Selected text
Research Works

This paper introduces a nanoscale plasmonic sensor with dual-function capabilities for detecting both pressure and flow rate, designed using a metal-insulator-metal (MIM) bus waveguide coupled with a resonator featuring a horizontal slot and multiple stubs. The sensor demonstrates high pressure sensitivity, achieving 1100.70 nm/MPa for pressure detection, with a Figure of Merit (FOM) of 4.6054, and effectively measures flow rates from 58.544 pL/s to 356.43 pL/s using an optical spectrum analyzer (OSA). Finite Element Method (FEM) simulations were employed to analyze the pressure-induced wavelength shifts, enhancing the sensor’s versatility in integrated sensing applications. The sensor’s compact footprint, simplicity, and ease of fabrication make it ideal for integration into lab-on-a-chip devices. Its dual functionality provides a novel solution for precise, real-time monitoring in biomedical and microfluidic engineering applications. 

This work introduces a CMOS-compatible H-shaped plasmonic sensor with a silicon–insulator–silicon (SIS) configuration, utilizing heavily doped n-type silicon as an alternative to traditional plasmonic materials like Ag and Au. By optimizing carrier concentrations, we tuned the permittivity to achieve negative real permittivity, enabling efficient Surface Plasmon Polariton (SPP) propagation. FEM simulations yielded a peak sensitivity of 5841.43 nm/RIU (FOM: 23.8426). The sensor also demonstrates temperature sensing (PDMS, ethanol), blood electrolyte detection (Na+, K+), chemical detection, and magnetic field sensing, showcasing the versatility of n-type silicon in plasmonic device applications.

Referring expression pointing data
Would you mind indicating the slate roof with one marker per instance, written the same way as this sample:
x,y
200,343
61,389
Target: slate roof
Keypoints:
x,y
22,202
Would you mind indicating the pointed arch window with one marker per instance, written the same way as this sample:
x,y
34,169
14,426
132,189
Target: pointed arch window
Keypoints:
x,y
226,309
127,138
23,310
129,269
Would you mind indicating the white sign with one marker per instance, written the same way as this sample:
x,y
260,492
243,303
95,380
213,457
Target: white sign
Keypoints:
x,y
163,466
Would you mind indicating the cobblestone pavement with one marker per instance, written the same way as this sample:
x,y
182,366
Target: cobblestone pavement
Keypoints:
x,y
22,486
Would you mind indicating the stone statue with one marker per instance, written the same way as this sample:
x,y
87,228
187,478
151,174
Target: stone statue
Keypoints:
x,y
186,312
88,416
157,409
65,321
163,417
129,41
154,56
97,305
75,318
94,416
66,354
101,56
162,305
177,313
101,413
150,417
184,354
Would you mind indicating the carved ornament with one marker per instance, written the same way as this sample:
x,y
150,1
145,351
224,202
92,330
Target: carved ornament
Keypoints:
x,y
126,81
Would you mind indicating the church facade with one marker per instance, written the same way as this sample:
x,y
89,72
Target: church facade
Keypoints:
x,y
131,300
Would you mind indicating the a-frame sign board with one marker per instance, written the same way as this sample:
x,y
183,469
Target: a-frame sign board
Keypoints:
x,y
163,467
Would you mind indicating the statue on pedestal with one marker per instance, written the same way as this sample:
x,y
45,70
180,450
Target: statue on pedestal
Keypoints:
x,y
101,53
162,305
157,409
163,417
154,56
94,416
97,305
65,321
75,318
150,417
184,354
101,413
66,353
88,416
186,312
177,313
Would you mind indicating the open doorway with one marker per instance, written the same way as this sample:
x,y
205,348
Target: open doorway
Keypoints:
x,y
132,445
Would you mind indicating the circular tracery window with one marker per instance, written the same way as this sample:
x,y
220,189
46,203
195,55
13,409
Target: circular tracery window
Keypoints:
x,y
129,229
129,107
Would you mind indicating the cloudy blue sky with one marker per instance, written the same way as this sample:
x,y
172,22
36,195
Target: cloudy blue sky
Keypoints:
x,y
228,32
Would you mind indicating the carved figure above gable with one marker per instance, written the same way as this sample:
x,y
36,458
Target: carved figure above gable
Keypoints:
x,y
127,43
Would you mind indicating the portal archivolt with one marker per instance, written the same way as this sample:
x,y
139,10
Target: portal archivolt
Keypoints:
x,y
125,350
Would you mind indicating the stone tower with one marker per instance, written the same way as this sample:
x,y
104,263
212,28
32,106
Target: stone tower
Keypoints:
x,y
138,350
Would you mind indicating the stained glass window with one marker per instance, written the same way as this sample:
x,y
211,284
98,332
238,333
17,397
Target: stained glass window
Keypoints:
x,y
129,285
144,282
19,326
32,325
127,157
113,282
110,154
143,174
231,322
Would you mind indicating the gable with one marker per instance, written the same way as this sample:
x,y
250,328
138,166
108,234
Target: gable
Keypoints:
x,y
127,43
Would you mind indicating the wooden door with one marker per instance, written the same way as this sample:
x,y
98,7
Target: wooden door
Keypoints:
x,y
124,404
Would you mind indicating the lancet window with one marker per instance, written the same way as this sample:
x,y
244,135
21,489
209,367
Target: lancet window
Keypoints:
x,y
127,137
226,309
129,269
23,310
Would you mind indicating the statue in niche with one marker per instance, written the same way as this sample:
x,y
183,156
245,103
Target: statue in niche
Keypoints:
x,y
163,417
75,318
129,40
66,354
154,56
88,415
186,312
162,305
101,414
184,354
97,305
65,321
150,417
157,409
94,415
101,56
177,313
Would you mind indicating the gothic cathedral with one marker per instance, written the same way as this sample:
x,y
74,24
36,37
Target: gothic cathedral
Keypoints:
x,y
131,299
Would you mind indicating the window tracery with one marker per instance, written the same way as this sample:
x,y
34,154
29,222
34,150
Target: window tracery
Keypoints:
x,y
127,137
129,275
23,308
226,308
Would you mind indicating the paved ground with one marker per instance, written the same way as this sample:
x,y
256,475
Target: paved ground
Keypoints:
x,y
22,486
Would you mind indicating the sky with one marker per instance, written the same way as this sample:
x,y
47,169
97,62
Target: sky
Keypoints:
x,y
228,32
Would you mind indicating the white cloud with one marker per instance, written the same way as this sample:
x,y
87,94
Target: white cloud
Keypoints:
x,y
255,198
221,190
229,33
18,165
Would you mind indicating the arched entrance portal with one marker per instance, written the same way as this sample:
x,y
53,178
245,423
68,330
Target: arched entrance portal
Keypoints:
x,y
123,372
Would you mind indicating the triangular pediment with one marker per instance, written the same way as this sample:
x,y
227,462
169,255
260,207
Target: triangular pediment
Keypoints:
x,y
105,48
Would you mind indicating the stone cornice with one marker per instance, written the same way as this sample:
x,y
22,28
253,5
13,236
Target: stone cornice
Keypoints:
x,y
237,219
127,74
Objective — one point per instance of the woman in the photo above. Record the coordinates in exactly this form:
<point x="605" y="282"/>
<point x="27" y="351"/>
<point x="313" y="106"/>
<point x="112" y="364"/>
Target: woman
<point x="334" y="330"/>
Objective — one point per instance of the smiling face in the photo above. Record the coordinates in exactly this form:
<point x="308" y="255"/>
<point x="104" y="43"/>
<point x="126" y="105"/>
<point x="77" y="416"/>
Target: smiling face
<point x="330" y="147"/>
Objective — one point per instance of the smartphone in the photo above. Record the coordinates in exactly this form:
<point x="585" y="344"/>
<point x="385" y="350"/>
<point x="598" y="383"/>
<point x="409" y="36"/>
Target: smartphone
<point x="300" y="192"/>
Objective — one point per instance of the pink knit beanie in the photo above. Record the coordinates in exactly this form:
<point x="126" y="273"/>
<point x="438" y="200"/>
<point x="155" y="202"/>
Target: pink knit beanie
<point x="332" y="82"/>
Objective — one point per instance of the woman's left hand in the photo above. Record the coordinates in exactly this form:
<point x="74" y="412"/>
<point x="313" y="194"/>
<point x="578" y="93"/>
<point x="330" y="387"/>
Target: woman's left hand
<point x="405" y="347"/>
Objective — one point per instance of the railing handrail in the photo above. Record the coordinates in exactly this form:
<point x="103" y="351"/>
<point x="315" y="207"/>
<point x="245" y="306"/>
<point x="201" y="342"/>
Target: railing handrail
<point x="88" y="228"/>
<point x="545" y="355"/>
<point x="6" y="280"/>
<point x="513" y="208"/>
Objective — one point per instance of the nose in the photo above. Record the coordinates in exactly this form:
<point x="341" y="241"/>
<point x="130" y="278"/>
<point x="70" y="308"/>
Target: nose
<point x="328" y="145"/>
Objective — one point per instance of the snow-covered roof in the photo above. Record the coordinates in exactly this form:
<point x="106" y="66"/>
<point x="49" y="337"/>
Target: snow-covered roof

Exercise description
In the Research Works summaries, what material does the H-shaped plasmonic sensor use as an alternative to Ag and Au? The data are separate material with no connection to the Research Works summaries.

Answer space
Heavily doped n-type silicon.